» TO DO
Rewrite the lines below, substituting "occurrence" for every "instance" and leaving everything else unchanged. Omit the pictures.

----- DATA LINES -----

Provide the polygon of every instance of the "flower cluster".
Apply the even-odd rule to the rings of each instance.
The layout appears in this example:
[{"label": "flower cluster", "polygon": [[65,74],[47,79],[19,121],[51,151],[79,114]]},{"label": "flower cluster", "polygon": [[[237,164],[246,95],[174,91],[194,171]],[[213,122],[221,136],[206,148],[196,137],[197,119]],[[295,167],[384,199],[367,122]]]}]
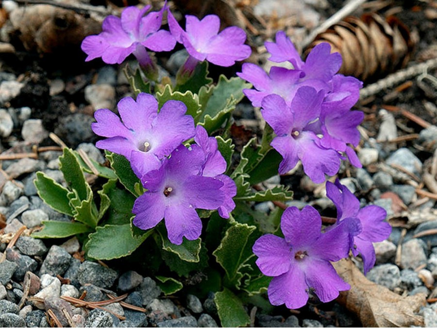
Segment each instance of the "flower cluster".
[{"label": "flower cluster", "polygon": [[[169,100],[158,112],[155,98],[140,93],[136,101],[125,98],[118,107],[122,122],[109,109],[99,109],[91,127],[107,137],[96,146],[126,157],[147,190],[134,206],[135,225],[145,230],[164,219],[169,240],[180,244],[184,236],[193,240],[200,235],[196,208],[218,209],[229,217],[235,183],[223,174],[226,162],[215,138],[195,128],[183,103]],[[196,144],[182,144],[193,137]]]},{"label": "flower cluster", "polygon": [[387,213],[382,207],[369,205],[360,209],[358,200],[338,179],[335,184],[327,182],[326,189],[337,207],[337,219],[324,233],[320,215],[313,207],[306,206],[301,211],[288,207],[281,221],[285,238],[265,235],[253,245],[261,272],[274,277],[268,290],[274,305],[300,308],[310,292],[322,302],[334,299],[350,286],[330,261],[347,257],[352,250],[355,256],[361,254],[367,273],[375,264],[372,242],[390,235],[391,228],[384,222]]},{"label": "flower cluster", "polygon": [[356,128],[364,114],[351,108],[362,83],[336,74],[341,65],[340,54],[330,53],[330,46],[321,43],[303,62],[283,32],[276,34],[276,43],[266,42],[266,46],[270,60],[289,61],[293,69],[273,66],[268,74],[248,63],[237,74],[253,85],[255,89],[244,93],[253,106],[262,107],[263,117],[276,134],[271,144],[284,158],[279,173],[286,173],[300,160],[305,173],[320,183],[325,174],[338,172],[342,159],[360,167],[349,145],[359,141]]}]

-----

» COMPLETED EXERCISE
Provide the polygon of every occurrence of the "flower cluster".
Apply the even-odd rule to the rings of each occurrence.
The layout appears in this example:
[{"label": "flower cluster", "polygon": [[65,74],[47,79],[19,121],[51,151],[79,114]]},{"label": "flower cluster", "polygon": [[[237,164],[246,95],[174,91],[194,171]],[[213,122],[221,136],[206,148],[196,137],[197,119]],[[295,167],[384,199],[367,122]]]}]
Segment each occurrence of the "flower cluster".
[{"label": "flower cluster", "polygon": [[[169,100],[158,112],[155,98],[140,93],[136,101],[125,98],[118,107],[122,122],[109,109],[99,109],[91,127],[107,137],[96,146],[126,157],[147,190],[134,206],[135,225],[145,230],[164,219],[169,240],[180,244],[184,236],[193,240],[200,235],[196,208],[218,209],[229,217],[235,183],[223,174],[226,162],[215,138],[195,128],[183,103]],[[196,144],[182,144],[193,137]]]},{"label": "flower cluster", "polygon": [[387,213],[382,207],[369,205],[360,209],[358,200],[338,179],[335,184],[327,182],[326,189],[337,207],[337,219],[324,233],[320,215],[313,207],[306,206],[301,211],[288,207],[281,221],[285,238],[265,235],[253,245],[261,272],[274,277],[268,290],[274,305],[300,308],[310,292],[322,302],[334,299],[350,286],[330,261],[347,257],[352,250],[355,256],[361,254],[367,273],[375,264],[372,242],[390,235],[391,228],[384,222]]},{"label": "flower cluster", "polygon": [[356,128],[364,114],[351,108],[362,83],[336,74],[341,65],[340,54],[330,53],[330,46],[321,43],[303,62],[283,32],[276,34],[276,43],[266,42],[266,46],[270,60],[289,61],[293,69],[273,66],[268,74],[248,63],[237,74],[253,85],[255,89],[244,93],[253,106],[262,107],[263,117],[276,134],[271,144],[284,158],[279,173],[286,173],[300,160],[305,173],[320,183],[325,174],[338,172],[342,159],[360,167],[349,145],[359,141]]}]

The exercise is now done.